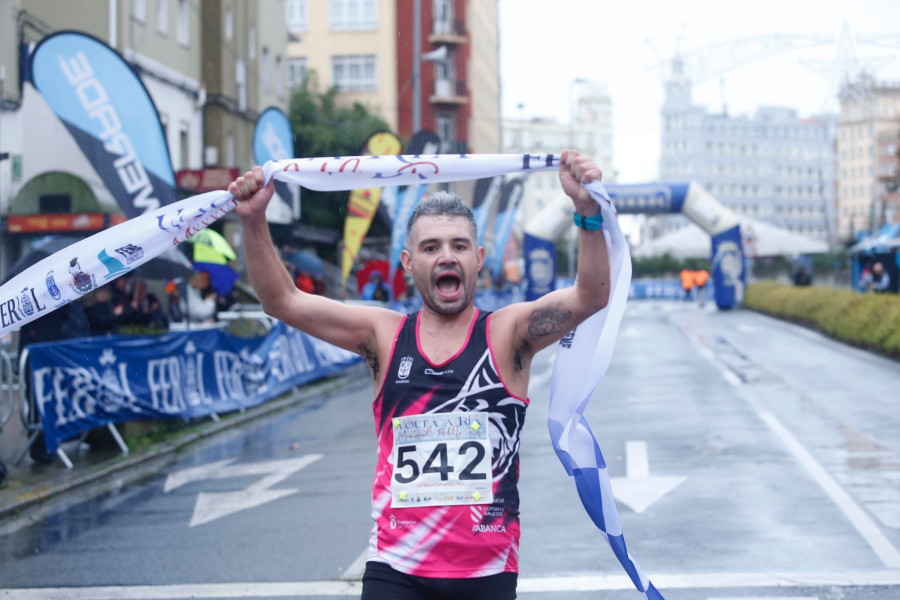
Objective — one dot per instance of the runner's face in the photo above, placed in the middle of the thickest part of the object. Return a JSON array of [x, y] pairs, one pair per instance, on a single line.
[[444, 262]]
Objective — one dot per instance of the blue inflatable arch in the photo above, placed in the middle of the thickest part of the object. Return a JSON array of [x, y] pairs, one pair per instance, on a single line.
[[687, 198]]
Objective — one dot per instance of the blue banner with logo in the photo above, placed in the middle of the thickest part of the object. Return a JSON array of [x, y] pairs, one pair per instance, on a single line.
[[109, 112], [728, 268], [506, 214], [82, 384], [540, 266]]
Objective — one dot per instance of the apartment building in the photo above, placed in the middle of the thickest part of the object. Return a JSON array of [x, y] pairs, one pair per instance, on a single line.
[[867, 141], [418, 64]]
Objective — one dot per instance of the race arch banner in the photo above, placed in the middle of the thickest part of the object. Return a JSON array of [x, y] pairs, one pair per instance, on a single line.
[[107, 109]]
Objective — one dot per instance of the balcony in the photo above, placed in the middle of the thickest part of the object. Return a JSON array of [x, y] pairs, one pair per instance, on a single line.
[[449, 92], [444, 31]]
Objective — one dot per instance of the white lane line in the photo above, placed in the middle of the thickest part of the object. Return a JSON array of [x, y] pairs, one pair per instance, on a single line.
[[766, 598], [705, 351], [567, 584], [355, 571], [854, 513]]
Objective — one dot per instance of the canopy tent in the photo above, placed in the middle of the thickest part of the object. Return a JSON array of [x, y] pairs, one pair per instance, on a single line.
[[760, 240], [886, 240]]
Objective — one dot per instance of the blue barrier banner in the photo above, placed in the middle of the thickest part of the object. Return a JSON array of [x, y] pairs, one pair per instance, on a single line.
[[648, 198], [540, 267], [109, 112], [506, 212], [728, 268], [82, 384]]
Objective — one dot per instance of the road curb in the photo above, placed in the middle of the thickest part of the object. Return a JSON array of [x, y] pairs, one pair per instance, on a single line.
[[136, 466]]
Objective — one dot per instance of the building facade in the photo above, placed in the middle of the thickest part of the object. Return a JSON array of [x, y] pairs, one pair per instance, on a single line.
[[867, 142], [589, 130], [417, 64], [773, 166]]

..........

__Task directions__.
Quote all of the data above verbatim, leaving out the picture.

__Exercise response__.
Objective — one dot per instance of the runner's face in the photo above, placed in the middle of the thickest part of the object. Return a JSON array of [x, y] pairs, one pair per instance, on a single line.
[[444, 262]]
Objective — one dot per instance of the blue inflatable arch in the photo above, placed in the middle of the thickest part of the object. Return a JSON array of [x, y] pairs, one pair per instance, on a single line.
[[687, 198]]
Objective — one dot per instance of the blue banner with logo in the photo above, placed in the middle of the thickest part of the object. Return a JSON array of [x, y] pairs, one pair per instance, on a single line.
[[109, 112], [728, 268], [506, 214], [82, 384], [540, 266]]
Objective — one dot per instance of the apartment building in the photo above, placed in the middle of the thickest part of the object. Return a JSON array of [x, y] pairs, one pair per instance, on a single line.
[[867, 141], [418, 64]]
Objective — one dot per instance of the race arch banner in the photo above, placed in the middle of the thickest part of the object. Return a JSON array of [x, y] pairs, one pair per instance, on a single line.
[[107, 109]]
Objective — one dot per instance of the balcony in the photo above, placed in the middle of the thickest part of the object. Return a JSON array of [x, y] pairs, one pair per instance, on a single line.
[[449, 92], [444, 31]]
Objective — one dot per instance of the white lane line in the photo above, placed in the middle of the thickest part of the object. Return a JSON array of [x, y] pairs, one pair per instance, on a single line.
[[766, 598], [705, 351], [567, 584], [355, 571], [854, 513]]
Objective — one dot per instance of the canopy tent in the photo above, placed in the middle of the thickest part of the object. Return a JSON array of [x, y] pairs, one pair per instance, on a single line.
[[760, 240], [886, 240]]
Objective — one dot per instance of the blue barrier banner in the photo above, placed in the middle of the thickest part of the object. Return a JSON array of [x, y] pairs, one pair per instance, on a single line.
[[648, 198], [540, 267], [109, 112], [506, 212], [728, 268], [82, 384]]
Objective — one dot per instance of the road curb in the photo above, placed in the middle of the thickest part of the object. Return a JSON array of [x, y] pairs, one pair per instance, on a single line.
[[136, 466]]
Objective — one dot per instance of the building facade in the photo above, placed in the middle of the thickest part of the object. Return a JSON array of [x, y] pairs, one pair per instance, on a single line.
[[867, 142], [589, 130], [417, 64], [773, 166]]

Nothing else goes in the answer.